Les auteurs soulignent aussi le fait que les taux d’activité des femmes demeurent bien inférieurs à ceux de leurs homologues masculins. Les femmes sont davantage confrontées à des salaires inférieurs et à des emplois de moindre qualité.
A l’avenir, les changements structurels et le vieillissement vont exercer une pression supplémentaire sur le marché du travail.

Examinant les changements touchant à la composition sectorielle de l’emploi, le rapport note que les emplois du secteur des services resteront le principal moteur de la future croissance de l’emploi, tandis que l’emploi continue de décliner dans l’agriculture et le secteur manufacturier.

Comme l’emploi vulnérable et informel prévaut dans l’agriculture et les services marchands, les changements d’emploi envisagés d’un secteur à l’autre n’auront peut-être qu’un effet limité pour réduire les déficits de travail décent, s’ils ne sont pas accompagnés par un fort volontarisme politique pour stimuler la qualité des emplois et la productivité dans le secteur des services.

# # #

> **Consignes**:
1. Répondez aux questions suivantes d'après l'extrait sur le marché du travail :
(a) Quels deux facteurs vont exercer une pression supplémentaire sur le marché du travail ?
(b) Quel secteur restera le principal moteur de la future croissance de l'emploi ?
(c) Dans quels secteurs l'emploi continue-t-il de décliner ?
2. Rédigez la suite de l'extrait sur le marché du travail à partir de sa dernière phrase.
Le listing qui suit n'a aucun rapport avec l'extrait sur le marché du travail.

> **Lignes de données**:
# # #

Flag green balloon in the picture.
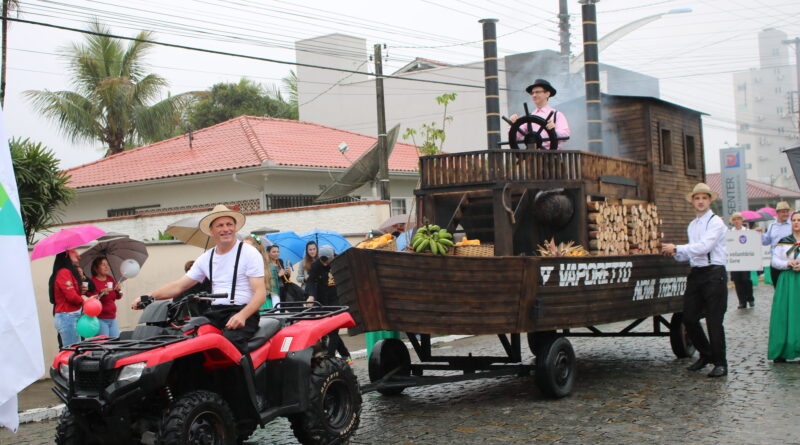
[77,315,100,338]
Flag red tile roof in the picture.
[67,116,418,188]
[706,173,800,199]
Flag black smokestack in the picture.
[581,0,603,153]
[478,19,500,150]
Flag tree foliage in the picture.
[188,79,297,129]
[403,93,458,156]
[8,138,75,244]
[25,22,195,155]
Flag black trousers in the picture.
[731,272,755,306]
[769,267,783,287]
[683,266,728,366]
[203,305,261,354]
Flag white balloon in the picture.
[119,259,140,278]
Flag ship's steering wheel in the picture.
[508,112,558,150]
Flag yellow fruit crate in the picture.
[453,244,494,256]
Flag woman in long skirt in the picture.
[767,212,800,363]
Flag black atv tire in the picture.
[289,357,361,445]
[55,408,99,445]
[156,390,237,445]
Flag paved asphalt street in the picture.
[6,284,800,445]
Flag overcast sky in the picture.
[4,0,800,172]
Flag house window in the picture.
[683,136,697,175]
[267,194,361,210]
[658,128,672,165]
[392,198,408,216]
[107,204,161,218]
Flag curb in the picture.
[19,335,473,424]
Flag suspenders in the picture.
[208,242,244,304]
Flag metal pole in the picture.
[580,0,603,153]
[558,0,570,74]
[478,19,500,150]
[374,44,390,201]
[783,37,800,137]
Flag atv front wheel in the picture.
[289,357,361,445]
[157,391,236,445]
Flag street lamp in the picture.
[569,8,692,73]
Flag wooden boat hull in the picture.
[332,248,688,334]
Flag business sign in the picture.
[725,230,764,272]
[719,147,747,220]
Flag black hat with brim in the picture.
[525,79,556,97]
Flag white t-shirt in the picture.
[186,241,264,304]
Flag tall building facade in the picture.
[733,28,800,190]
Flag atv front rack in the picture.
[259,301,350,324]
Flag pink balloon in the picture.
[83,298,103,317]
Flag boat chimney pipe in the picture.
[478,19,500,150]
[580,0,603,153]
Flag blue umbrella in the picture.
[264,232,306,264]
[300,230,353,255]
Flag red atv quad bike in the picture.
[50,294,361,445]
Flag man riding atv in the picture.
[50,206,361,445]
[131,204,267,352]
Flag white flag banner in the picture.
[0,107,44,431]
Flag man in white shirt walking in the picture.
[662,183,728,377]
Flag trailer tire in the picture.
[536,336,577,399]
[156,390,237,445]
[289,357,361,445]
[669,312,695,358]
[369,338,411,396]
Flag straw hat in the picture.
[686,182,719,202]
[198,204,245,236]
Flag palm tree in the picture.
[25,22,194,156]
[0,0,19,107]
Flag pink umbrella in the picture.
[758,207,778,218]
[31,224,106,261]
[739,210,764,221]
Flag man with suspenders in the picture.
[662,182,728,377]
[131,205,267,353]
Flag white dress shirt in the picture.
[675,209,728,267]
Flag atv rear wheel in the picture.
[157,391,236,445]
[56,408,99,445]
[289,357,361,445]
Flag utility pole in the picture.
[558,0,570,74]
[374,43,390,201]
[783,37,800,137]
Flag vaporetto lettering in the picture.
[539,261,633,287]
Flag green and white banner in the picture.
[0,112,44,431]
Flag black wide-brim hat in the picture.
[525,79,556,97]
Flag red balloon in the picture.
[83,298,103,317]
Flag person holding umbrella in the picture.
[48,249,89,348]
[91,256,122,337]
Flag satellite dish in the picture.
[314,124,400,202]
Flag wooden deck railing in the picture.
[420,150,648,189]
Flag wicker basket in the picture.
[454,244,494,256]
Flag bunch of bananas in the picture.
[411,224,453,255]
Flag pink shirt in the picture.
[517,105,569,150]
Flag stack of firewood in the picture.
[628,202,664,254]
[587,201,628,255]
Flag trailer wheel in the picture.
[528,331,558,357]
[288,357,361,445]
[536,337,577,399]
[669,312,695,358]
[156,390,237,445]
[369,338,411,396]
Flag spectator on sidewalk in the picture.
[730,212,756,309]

# # #

> **Réponses attendues**:
1.
(a) Les changements structurels et le vieillissement.
(b) Le secteur des services.
(c) L'agriculture et le secteur manufacturier.

2.
 

Le rapport s’intéresse aussi à l’influence du vieillissement de la population. Il montre que la croissance de la main-d’œuvre mondiale ne sera pas suffisante pour compenser la rapide expansion de la population des retraités. L’âge moyen de la population active devrait passer d’un peu moins de 40 ans en 2017 à plus de 41 ans en 2030.

«Outre le défi qu’un nombre grandissant de retraités représente pour les systèmes de retraite, une main-d’œuvre de plus en plus vieillissante est aussi susceptible d’avoir un impact direct sur les marchés du travail. Le vieillissement pourrait affaiblir la productivité et ralentir les ajustements du marché du travail suite aux chocs économiques», déclare le Directeur par intérim du Département de la recherche de l’OIT, Sangheon Lee.


Principales conclusions régionales

Afrique du Nord

Le taux de chômage devrait diminuer, passant de 11,7 pour cent en 2017 à 11,5 pour cent en 2018. Le nombre de chômeurs demeure stable à 8,7 millions dans un contexte de forte croissance de la main-d’œuvre. A l’échelle mondiale, la région affiche le plus fort taux de chômage alimenté par de graves pénuries d’emploi pour les jeunes et les femmes, nettement surreprésentés parmi les chômeurs.

Afrique subsaharienne

Le taux de chômage devrait atteindre 7,2 pour cent, demeurant pour l’essentiel inchangé. Le nombre de chômeurs devrait augmenter d’1 million en raison des forts taux de croissance de la main-d’œuvre dans la région.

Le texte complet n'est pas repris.